> [Exercise instructions] Pick out each line of the data below that contains the word "bowl" and copy it. Match case exactly.

─── Records for this task

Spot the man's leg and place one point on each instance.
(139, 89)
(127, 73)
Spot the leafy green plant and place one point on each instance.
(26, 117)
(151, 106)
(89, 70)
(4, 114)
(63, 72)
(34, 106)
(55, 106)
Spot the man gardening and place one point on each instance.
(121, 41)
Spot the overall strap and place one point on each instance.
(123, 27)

──────
─── Records for this task

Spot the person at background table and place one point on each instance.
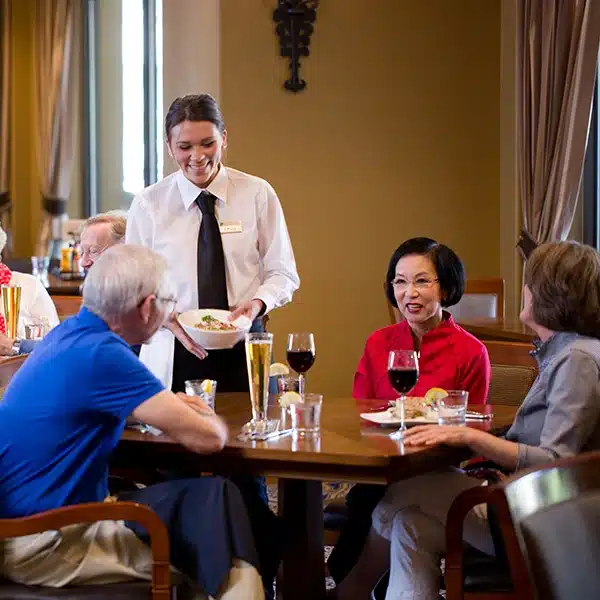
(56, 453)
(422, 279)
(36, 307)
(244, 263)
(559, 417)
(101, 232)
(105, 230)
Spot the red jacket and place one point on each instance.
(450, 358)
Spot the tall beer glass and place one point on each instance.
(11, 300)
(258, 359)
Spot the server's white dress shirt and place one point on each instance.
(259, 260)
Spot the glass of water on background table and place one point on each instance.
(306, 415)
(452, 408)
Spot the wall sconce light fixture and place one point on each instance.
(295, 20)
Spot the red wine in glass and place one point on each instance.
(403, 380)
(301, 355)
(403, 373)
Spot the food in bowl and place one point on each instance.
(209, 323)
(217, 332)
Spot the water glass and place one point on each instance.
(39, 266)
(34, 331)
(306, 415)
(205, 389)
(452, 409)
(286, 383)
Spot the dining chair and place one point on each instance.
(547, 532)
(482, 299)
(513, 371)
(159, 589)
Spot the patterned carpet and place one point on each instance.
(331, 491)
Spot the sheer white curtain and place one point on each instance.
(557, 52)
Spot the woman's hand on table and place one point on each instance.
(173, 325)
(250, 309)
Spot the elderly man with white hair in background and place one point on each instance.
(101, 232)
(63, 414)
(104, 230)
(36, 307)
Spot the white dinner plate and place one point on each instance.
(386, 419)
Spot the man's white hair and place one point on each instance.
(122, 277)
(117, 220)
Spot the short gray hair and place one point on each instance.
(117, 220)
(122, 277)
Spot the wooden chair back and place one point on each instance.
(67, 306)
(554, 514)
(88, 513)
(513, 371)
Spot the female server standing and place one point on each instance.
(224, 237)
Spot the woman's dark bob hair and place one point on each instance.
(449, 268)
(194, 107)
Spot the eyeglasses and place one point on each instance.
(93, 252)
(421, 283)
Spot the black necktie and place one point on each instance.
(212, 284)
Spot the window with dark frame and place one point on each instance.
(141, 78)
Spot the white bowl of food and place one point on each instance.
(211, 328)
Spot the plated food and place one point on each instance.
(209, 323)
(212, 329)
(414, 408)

──────
─── Records for this task

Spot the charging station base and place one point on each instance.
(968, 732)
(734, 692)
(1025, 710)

──────

> [The output]
Spot the food in bowl and place one point on each instance.
Spot the white bowl of food and place one point on each instance.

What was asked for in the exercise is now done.